→ **TEXT**
Sunday, April 17, 2016

On Developing Habits

Since December of last year, when I was at my unhealthiest, I've been trying to develop good habits, and I feel like I have a couple in place now. At that point, I was eating a lot of junk food because "I shouldn't let anything stop me!" but I stopped once A) I lost the taste for it in the quantities I was eating it, B) I was blowing a bunch of money, and C) my clothes were honestly starting to get a little tight. I decided I wanted to reverse what was going on, so I made two decisions. First, that I would walk to and from school every day. And I actually really enjoyed it, because going for a little walk before class helped to wake me up and was some form of exercise into my day. Second, I would only buy junk food on the weekend. I made the rule this way because it didn't seem super restrictive. If I bought enough oreos to last me until Friday, I could eat oreos every day of the week. Otherwise, if I ran out of chips on Monday, I'd have to wait until next Friday (after class) to buy them. This really helped me stop wasting so much money and also allowed me to stop eating so much crap. I settled into a much healthier place, and was a lot happier for it.

→ **TASK INSTRUCTIONS**
(a) Can you show every line of the rows that contains the string "horizon"?
(b) Could you proceed with the post on developing habits, picking up right after its last sentence?
The post on developing habits has nothing to do with the rows that come after it.

→ **DATA FOR THIS EXERCISE**
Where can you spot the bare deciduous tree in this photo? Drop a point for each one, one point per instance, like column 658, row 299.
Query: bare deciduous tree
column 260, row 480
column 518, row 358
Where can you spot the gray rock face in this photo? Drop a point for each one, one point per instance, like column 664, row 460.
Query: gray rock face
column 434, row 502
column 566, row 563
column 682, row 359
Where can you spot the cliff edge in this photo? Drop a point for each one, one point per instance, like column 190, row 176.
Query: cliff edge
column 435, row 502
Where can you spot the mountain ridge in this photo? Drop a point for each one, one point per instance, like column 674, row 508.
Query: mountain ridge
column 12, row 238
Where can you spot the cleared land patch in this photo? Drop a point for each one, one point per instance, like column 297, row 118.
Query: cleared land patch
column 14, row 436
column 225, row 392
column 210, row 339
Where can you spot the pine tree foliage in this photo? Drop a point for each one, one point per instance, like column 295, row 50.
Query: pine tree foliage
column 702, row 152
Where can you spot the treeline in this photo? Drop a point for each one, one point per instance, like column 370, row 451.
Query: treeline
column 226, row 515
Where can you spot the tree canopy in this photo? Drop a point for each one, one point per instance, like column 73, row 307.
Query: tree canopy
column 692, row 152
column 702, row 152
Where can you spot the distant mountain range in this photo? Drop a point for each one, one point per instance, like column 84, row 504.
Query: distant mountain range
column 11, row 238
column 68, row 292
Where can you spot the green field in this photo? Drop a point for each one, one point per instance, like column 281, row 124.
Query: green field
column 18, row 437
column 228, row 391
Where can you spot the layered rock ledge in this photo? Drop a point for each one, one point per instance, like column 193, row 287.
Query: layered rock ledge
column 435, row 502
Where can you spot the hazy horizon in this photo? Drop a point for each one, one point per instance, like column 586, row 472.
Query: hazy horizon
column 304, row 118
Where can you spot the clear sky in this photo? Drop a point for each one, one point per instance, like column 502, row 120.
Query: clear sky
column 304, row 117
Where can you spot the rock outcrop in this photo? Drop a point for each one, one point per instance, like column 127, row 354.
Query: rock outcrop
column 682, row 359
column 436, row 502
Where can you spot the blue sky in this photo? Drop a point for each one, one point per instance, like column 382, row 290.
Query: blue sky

→ **RESPONSES IN ORDER**
(a)
Where can you spot the hazy horizon in this photo? Drop a point for each one, one point per instance, like column 586, row 472.
Query: hazy horizon

(b)
For a long time now I've been meaning to work out. I feel like everyone does it in some way, even if they're really lazy about it, and that if I was to become a Normal Average Person, I should do it too. But I never really did. This semester, I started doing stairs as part of a deal with Redbeard- if he took swing dancing lessons, I would improve my cardio to go on hikes with him. For a while, we did stairs a few times a week, in the Ed building. I had actual thigh muscles and didn't get winded walking up the stairs to my apartment. It was great. Then, Redbeard started doing them at weird times when I couldn't join him. This left me with no good place to leave my stuff and no partner to do stairs with, so I just... stopped. Having a buddy really helped me stay motivated, because I could sort of piggyback on his motivation, or steal some for myself, or whatever.

I also downloaded an app this semester in which, whenever I drink water, I water a plant. It sort of guilted me into drinking water (if you don't drink enough in one day, the plant begins to whither and makes a sad face and the saddest squeaking noise ever) but also gave me a little incentive. It helped me track how much water I was drinking, and holy fuck, do I feel so much better drinking enough water (mostly it's just that before I actually had physical pain in my kidneys because I was barely drinking anything). So yeah, sometimes incentives do work. Just getting to click a button that said I had finished my water bottle again was something I wanted to do, so I'd find a way to get there.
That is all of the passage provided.